§ **WRITTEN INSTRUCTION**
Please reproduce the listing below in full, from its start down to and including the line with "left=213, top=68, right=640, bottom=168". Multiply every answer coordinate by 1.6 and round to whole numbers, halves up, leaving the sample coordinates that show the format unchanged.

§ **DATA EXCERPTS**
___

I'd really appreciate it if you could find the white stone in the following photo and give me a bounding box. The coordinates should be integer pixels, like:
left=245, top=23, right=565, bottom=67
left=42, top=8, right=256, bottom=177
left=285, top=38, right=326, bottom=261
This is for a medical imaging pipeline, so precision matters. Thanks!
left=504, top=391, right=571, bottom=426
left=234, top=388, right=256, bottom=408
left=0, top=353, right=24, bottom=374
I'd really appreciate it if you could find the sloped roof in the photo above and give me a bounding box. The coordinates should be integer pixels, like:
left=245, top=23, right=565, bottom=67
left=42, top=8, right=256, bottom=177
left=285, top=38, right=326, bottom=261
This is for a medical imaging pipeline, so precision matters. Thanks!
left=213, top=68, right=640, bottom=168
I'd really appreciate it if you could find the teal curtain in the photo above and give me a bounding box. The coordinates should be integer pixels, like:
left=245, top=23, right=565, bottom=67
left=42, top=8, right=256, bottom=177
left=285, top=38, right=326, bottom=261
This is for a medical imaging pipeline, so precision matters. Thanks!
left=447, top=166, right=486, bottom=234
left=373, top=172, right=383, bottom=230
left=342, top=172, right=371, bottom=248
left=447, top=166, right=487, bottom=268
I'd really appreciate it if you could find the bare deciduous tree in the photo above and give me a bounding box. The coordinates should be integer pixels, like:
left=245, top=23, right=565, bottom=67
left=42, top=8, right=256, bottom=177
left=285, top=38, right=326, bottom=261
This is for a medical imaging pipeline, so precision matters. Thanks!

___

§ **RESULT OF THE EXERCISE**
I'd really appreciate it if you could find the white stone in the following photo and give me a bounding box. The coordinates should be integer pixels, like:
left=245, top=23, right=565, bottom=67
left=42, top=8, right=256, bottom=177
left=285, top=38, right=326, bottom=261
This is for a medical imaging pipeline, so precision matters. Thanks!
left=806, top=626, right=914, bottom=682
left=374, top=621, right=410, bottom=653
left=0, top=565, right=38, bottom=598
I'd really appreciate it if you could find the sloped roof in the photo above and give me a bounding box. The coordinates should be integer pixels, like:
left=245, top=23, right=565, bottom=67
left=42, top=8, right=256, bottom=177
left=285, top=38, right=326, bottom=261
This is for a medical imaging pipeline, so precision matters. Thanks!
left=341, top=109, right=1024, bottom=269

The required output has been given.